Written request — Copy the lines of the listing below without any change, beginning with the line containing "Q: Which region of the image contains the groom?" and continuing through the line containing "[465,457,532,518]".

(Detection examples)

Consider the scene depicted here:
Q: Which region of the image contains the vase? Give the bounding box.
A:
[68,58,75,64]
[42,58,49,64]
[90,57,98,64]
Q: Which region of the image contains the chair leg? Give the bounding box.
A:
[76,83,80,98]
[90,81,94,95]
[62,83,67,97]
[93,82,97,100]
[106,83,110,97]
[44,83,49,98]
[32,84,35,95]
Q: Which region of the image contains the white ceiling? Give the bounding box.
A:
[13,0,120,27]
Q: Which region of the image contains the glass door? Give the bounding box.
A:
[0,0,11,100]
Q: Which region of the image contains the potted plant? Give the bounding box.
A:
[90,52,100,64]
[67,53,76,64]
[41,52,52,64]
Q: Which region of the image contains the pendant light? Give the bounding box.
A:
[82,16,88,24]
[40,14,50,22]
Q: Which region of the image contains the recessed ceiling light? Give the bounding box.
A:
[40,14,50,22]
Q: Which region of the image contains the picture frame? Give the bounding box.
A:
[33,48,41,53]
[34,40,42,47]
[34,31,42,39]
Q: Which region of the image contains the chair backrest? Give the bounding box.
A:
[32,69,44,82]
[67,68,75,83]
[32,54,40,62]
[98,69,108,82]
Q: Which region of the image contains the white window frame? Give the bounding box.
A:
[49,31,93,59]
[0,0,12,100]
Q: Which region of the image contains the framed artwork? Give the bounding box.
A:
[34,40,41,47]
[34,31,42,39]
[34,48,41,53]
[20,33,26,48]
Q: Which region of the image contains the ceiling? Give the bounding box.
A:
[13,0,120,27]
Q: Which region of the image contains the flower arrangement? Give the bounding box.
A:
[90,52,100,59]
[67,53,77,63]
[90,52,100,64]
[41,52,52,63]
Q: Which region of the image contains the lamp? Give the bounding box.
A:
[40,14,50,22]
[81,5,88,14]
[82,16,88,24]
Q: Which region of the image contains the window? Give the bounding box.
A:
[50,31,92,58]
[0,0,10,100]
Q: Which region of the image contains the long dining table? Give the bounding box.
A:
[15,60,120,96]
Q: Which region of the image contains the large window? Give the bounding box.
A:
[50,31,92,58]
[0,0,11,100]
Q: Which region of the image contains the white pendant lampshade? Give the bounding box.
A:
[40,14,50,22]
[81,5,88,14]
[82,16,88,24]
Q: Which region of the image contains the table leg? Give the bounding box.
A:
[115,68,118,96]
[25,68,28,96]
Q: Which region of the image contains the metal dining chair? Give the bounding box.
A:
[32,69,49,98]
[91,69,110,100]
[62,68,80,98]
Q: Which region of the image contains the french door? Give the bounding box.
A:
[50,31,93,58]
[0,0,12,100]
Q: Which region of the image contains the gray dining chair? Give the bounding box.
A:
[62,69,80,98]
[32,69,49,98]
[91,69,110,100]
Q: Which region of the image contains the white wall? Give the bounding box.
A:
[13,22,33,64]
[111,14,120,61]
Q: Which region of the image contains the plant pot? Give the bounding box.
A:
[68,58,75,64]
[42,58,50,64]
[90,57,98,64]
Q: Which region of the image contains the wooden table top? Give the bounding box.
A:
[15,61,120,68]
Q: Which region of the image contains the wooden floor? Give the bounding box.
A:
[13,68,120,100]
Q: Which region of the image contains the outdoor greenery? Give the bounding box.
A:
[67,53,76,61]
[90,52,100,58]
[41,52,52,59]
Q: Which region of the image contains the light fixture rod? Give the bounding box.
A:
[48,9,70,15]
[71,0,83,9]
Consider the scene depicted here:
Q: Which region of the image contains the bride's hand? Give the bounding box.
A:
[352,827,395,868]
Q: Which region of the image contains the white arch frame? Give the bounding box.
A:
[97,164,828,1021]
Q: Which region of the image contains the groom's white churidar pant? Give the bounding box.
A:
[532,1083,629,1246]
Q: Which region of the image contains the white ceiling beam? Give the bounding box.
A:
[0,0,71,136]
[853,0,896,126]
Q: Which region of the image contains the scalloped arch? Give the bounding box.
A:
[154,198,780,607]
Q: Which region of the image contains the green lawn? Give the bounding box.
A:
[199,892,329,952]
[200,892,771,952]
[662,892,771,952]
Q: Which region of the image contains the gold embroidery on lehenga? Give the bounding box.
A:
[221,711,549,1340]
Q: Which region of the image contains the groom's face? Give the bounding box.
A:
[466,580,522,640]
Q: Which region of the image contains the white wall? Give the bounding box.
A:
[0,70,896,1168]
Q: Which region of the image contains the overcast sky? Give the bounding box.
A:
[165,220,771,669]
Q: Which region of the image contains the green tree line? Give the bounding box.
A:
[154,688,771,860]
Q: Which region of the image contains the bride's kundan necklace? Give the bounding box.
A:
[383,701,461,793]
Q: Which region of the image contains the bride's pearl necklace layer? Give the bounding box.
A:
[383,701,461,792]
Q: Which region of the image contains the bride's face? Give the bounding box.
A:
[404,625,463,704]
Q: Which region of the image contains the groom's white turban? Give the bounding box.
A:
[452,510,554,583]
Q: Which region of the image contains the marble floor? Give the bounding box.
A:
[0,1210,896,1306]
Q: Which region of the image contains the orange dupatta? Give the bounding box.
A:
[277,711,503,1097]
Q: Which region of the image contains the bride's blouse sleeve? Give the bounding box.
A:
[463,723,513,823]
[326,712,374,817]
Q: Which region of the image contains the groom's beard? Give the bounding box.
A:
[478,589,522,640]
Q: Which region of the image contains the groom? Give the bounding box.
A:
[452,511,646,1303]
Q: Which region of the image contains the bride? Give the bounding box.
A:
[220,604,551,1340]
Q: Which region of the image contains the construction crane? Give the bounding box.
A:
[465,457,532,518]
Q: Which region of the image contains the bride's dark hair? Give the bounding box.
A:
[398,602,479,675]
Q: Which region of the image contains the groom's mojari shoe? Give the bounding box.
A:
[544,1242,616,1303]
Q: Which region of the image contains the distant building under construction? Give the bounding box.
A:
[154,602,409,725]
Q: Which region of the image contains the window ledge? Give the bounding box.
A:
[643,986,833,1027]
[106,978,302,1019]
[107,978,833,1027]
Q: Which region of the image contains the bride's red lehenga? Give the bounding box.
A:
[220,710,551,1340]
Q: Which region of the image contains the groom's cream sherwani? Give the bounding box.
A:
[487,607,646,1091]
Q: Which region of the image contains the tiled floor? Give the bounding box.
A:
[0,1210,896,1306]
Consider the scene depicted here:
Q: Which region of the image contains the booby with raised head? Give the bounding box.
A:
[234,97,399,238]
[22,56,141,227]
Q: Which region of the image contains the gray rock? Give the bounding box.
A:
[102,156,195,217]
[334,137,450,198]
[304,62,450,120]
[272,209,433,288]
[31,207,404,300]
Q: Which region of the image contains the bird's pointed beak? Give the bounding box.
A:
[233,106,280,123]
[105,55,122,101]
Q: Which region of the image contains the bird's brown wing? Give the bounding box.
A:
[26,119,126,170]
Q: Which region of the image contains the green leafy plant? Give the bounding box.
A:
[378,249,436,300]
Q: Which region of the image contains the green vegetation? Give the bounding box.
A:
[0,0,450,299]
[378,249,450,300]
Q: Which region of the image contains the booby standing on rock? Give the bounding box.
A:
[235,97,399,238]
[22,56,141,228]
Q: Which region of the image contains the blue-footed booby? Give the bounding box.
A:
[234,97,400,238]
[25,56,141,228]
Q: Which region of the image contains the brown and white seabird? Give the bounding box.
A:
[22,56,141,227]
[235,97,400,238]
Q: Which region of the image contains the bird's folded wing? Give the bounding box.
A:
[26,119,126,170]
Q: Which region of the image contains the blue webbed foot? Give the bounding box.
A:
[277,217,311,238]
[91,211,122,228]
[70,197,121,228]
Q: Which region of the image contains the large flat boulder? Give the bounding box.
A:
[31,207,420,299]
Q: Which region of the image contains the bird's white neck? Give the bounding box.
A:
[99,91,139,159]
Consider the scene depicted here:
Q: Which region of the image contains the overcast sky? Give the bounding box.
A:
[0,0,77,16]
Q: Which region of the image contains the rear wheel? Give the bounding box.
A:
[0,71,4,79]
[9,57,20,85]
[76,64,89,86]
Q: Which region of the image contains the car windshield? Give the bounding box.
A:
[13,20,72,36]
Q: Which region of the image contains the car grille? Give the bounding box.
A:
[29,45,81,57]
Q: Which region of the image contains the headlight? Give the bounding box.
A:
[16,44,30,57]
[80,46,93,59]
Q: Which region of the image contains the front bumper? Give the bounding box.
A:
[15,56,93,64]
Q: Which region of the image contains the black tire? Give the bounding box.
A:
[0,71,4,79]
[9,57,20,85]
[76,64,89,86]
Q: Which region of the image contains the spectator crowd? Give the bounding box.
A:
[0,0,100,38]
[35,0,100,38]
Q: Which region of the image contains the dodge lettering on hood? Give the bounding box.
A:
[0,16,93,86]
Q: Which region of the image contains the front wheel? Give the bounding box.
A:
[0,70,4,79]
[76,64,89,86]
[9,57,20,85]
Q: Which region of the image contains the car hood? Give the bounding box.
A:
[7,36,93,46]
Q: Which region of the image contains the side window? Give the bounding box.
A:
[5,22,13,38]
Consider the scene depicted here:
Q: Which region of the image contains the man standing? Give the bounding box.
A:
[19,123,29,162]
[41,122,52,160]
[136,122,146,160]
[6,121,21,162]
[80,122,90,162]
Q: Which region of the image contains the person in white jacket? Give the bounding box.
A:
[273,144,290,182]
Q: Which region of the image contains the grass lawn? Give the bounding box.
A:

Exercise output —
Q: Which region of the image contains the groom? Give the bounding box.
A:
[452,511,646,1303]
Q: Which region of the image contains the bride? Give the bounding box.
A:
[220,604,551,1340]
Q: Which region of the image contains the construction crane? Give the bounding box.
A:
[465,457,532,518]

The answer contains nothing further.